**Data provided:**
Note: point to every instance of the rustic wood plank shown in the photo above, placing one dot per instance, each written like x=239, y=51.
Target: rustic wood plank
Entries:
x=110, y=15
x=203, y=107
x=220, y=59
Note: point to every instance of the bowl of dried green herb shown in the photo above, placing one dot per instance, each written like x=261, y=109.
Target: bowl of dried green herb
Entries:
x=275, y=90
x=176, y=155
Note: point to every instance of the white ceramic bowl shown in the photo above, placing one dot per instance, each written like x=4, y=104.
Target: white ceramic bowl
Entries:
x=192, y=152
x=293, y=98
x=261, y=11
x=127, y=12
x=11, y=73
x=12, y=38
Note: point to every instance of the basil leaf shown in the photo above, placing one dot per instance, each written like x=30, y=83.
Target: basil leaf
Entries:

---

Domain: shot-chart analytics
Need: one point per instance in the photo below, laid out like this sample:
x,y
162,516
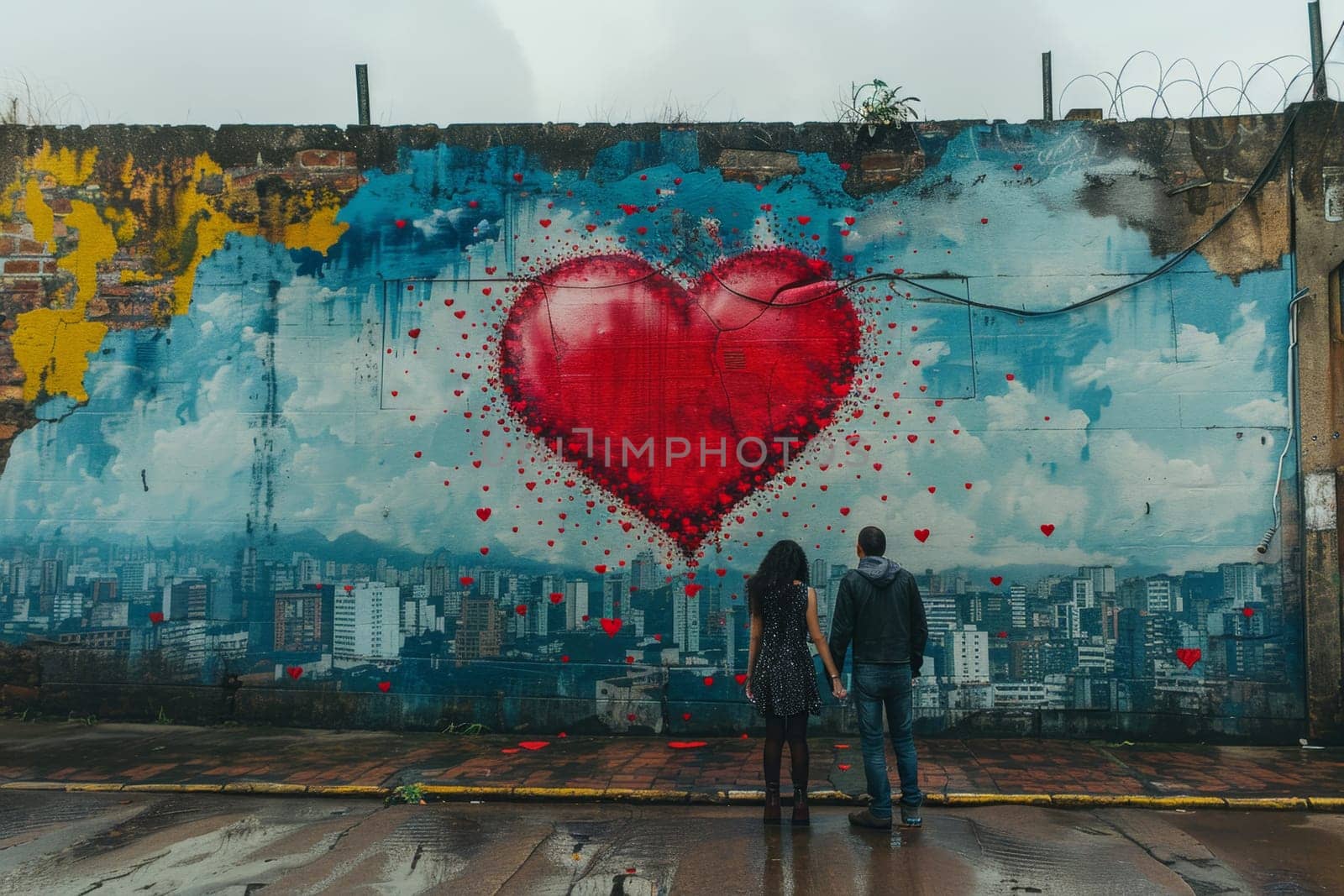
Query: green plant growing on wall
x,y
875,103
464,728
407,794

---

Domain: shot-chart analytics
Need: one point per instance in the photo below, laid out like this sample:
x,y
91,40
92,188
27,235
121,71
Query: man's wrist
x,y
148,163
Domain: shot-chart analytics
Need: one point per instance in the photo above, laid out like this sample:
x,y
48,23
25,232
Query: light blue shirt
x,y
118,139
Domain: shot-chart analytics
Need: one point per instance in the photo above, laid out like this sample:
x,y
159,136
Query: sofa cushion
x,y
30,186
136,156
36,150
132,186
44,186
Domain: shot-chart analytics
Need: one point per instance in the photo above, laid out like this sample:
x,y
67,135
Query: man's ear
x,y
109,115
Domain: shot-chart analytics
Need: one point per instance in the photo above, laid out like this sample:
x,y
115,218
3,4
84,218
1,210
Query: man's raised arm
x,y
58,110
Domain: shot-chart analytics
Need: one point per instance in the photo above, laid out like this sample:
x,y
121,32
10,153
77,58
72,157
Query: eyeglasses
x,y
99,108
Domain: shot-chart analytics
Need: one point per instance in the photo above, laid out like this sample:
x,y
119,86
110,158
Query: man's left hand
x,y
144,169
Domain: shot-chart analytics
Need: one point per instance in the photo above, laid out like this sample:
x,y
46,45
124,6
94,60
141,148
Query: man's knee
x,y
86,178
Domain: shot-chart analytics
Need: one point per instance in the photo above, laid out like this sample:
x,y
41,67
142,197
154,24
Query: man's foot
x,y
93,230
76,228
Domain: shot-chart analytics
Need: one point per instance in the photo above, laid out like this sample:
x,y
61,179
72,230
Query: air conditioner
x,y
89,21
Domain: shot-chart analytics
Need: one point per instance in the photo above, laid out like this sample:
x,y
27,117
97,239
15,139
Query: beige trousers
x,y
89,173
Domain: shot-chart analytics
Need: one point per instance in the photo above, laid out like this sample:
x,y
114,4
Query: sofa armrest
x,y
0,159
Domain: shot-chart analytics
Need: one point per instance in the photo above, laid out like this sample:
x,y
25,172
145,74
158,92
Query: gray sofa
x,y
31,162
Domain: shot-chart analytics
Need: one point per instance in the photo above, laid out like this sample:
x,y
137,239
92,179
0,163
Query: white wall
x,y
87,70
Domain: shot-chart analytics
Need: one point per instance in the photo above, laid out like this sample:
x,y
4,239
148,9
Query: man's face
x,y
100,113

**What you need to do:**
Only one thing is wanted in reply: the number of lines in the entries that hold the string "ceramic".

**Written reply:**
2